[Position annotation records]
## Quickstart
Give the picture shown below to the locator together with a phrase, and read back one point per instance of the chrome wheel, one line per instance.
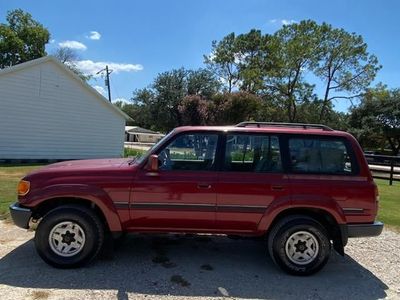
(302, 247)
(67, 239)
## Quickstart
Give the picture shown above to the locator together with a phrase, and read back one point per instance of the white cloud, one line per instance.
(94, 35)
(92, 67)
(100, 89)
(282, 21)
(288, 22)
(120, 99)
(73, 45)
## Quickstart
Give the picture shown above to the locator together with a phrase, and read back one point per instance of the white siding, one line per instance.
(45, 113)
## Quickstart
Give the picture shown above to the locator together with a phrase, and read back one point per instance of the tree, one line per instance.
(376, 121)
(203, 83)
(293, 52)
(233, 108)
(162, 100)
(253, 60)
(69, 57)
(223, 61)
(21, 39)
(344, 65)
(194, 110)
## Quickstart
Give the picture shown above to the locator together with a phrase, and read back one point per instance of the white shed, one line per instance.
(48, 112)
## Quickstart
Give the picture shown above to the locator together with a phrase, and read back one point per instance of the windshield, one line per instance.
(147, 153)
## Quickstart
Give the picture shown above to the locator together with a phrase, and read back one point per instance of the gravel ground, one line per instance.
(198, 267)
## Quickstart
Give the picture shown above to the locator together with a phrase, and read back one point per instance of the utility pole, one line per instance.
(107, 80)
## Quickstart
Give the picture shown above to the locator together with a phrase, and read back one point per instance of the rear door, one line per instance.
(324, 172)
(251, 178)
(182, 194)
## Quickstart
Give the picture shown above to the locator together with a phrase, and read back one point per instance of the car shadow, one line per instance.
(193, 265)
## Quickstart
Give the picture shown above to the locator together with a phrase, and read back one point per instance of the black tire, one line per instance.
(293, 226)
(87, 222)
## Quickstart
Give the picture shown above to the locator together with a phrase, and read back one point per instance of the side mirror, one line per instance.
(152, 164)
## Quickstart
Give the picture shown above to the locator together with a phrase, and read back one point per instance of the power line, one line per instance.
(107, 80)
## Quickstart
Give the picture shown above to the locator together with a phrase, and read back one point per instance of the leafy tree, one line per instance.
(69, 57)
(252, 58)
(162, 100)
(233, 108)
(223, 61)
(376, 121)
(293, 51)
(202, 82)
(21, 39)
(194, 110)
(344, 65)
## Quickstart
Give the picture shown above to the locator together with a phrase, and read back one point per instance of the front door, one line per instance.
(250, 180)
(181, 195)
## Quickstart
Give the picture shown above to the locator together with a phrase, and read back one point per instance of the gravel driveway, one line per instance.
(197, 267)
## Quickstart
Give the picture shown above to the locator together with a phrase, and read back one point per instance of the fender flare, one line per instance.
(326, 204)
(88, 192)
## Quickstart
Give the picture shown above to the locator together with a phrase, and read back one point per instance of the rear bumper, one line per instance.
(20, 215)
(364, 230)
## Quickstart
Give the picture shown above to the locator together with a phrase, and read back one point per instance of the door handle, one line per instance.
(204, 186)
(277, 188)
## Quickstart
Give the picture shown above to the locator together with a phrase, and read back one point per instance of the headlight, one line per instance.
(23, 187)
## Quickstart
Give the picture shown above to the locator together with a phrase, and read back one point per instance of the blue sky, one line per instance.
(143, 38)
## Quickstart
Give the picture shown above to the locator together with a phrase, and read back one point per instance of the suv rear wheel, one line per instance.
(69, 236)
(299, 245)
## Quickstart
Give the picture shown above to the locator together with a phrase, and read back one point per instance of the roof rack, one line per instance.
(278, 124)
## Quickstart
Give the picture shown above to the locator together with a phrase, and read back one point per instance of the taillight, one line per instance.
(376, 194)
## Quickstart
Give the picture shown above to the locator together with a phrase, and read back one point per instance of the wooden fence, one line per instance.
(384, 167)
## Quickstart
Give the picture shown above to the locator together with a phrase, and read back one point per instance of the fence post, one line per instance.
(391, 171)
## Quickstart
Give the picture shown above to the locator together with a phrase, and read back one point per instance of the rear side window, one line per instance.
(190, 152)
(320, 156)
(252, 153)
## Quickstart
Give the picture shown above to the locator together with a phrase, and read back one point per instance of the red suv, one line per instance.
(304, 187)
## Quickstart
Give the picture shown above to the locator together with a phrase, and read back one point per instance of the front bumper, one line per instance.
(364, 230)
(20, 215)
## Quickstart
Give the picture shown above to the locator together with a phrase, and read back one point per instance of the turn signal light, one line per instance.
(23, 187)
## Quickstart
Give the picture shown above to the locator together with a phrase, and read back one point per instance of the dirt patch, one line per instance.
(178, 279)
(40, 295)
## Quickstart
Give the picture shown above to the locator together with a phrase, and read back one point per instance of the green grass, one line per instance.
(389, 212)
(389, 205)
(129, 152)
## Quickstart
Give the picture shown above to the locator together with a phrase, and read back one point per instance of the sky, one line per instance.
(139, 39)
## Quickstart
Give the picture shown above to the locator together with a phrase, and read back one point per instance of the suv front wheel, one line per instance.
(69, 236)
(299, 245)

REQUEST: Repeat the material above verbatim. Leave the pictures behind.

TASK ANSWER:
## Quickstart
Give the picture shown below to the locator together with a phrase, and read back one point per instance of the chrome wheel, one line per instance.
(302, 247)
(67, 239)
## Quickstart
Give the picture shown above to the locator together with a phrase, and read back one point per instance of the white cloud, one line per instance.
(94, 35)
(92, 67)
(100, 89)
(282, 21)
(288, 22)
(120, 99)
(73, 45)
## Quickstart
Give the picture shown above to the locator together with a phrase, and read back one point per instance of the white siding, one line per instance.
(45, 113)
## Quickstart
Give the picture shown above to the locator together with a phrase, and read back one point per instance of the tree, one line per instance.
(376, 121)
(203, 83)
(293, 52)
(233, 108)
(162, 100)
(253, 60)
(69, 57)
(223, 61)
(21, 39)
(344, 65)
(194, 110)
## Quickstart
Give the picture shown above to the locator together with a phrase, and read back one point per instance of the white shed, one line per instance.
(48, 112)
## Quickstart
Give the picture shown above to the locator together with a phrase, and read back one point per instance of the windshield, one line per instance.
(147, 153)
## Quickstart
Give the picture shown above to the locator together with a phrase, and read back one point per instance of the gravel ground, one line per instance.
(198, 267)
## Quickstart
Give the picture shown above to the locator together with a phrase, and read back one point per instance of the utility pole, one line per instance.
(107, 80)
## Quickstart
Give the picture shown above to the locator together with a phrase, and read back one point per instance of the rear door, one line per instance.
(324, 172)
(251, 178)
(182, 194)
## Quickstart
Give the picture shown above to the locator together with a phrase, and read back one point per instance of the car shadow, one line per instance.
(193, 265)
## Quickstart
Give the picture shown above to the locator together with a phrase, and read back one point per instance of the black tire, one line per instance.
(293, 226)
(87, 222)
## Quickstart
Give the picture shown above to the locator together with a phrase, and read back one point per instance of the side mirror, one line per instance.
(152, 164)
## Quickstart
Give the picture shown above to the locator together with a phrase, and read back one point per instance of the power line, one line per instance.
(107, 80)
## Quickstart
Give the picture shown above to the locator together with a phrase, and read back one point per instance of the leafy tree, one line per instance.
(69, 57)
(252, 58)
(162, 100)
(233, 108)
(223, 61)
(376, 121)
(293, 51)
(202, 82)
(21, 39)
(194, 110)
(344, 65)
## Quickstart
Give the picture shown above to the locator together with a phrase, and read back one point per instance of the front door, one line per instance.
(250, 180)
(181, 195)
## Quickstart
Give the picture shown above to the locator together with a phrase, and read back one point per instance of the gravel driveway, one line per instance.
(197, 267)
## Quickstart
Give the picture shown above to the locator together with a phrase, and read back one point per instance of the fender flare, one line per instance.
(326, 204)
(88, 192)
## Quickstart
Give the picture shown above to the locator together with a phrase, and read back one point per instance of the rear bumper, one line per instance.
(20, 215)
(364, 230)
## Quickstart
Give the picture shown above to the locator together with a phrase, and read back one point per instance of the door handle, one line per instance.
(204, 186)
(277, 188)
## Quickstart
Give the picture shown above to the locator together with a phrase, and read back one point per instance of the headlight, one line per instance.
(23, 187)
## Quickstart
Give the picture shown above to the locator together with a phrase, and read back one point per instance of the blue sky, one line per instance.
(143, 38)
## Quickstart
Give the picture shown above to the locator together with a phrase, and read back one point per instance of the suv rear wheel, one line per instance.
(69, 236)
(299, 245)
## Quickstart
Give the picture shown above to the locator together with a phrase, and read back one point per instance of the roof rack, one line per instance.
(278, 124)
## Quickstart
Give the picture shown above to the locator together with a phrase, and read back one point per instance of the taillight, one line per instance.
(376, 194)
## Quickstart
Give the picture shown above to the locator together with a phrase, and read back one point per instance of the wooden fence, one line per instance.
(384, 167)
## Quickstart
Give the picture shown above to the locator together with a phrase, and read back one point per instance of the fence post, one line per instance.
(391, 171)
## Quickstart
Give the picture shown above to the locator together with a phrase, and read back one point per instance of the rear side window, one line per instance.
(190, 152)
(320, 156)
(252, 153)
## Quickstart
Give the picture shown above to the locator together with a phrase, and read back one point per instance of the red suv, one line per instance.
(304, 187)
## Quickstart
Give the picture shown above to the locator together with a phrase, and read back one point per instance of the front bumper, one line per instance.
(364, 230)
(20, 215)
## Quickstart
Give the picture shown above to the locator together with a phrase, and read back one point per instance of the turn signal light, one line per instance.
(23, 187)
## Quickstart
Give the picture shown above to the locator together with a phrase, and read back one point per instance of the dirt patch, one line per instance.
(178, 279)
(40, 295)
## Quickstart
Give the picture shown above to the locator together with a phrase, and read back one point per instance of the green grass, one line per instance.
(389, 212)
(389, 205)
(129, 152)
## Quickstart
Give the picture shown above to the locator together with a phrase, and read back one point per instance of the sky, one line per instance.
(139, 39)
## Quickstart
Give the picture shown above to the locator together with a phrase, and read back one point per instance of the suv front wheel, one line per instance.
(69, 236)
(299, 245)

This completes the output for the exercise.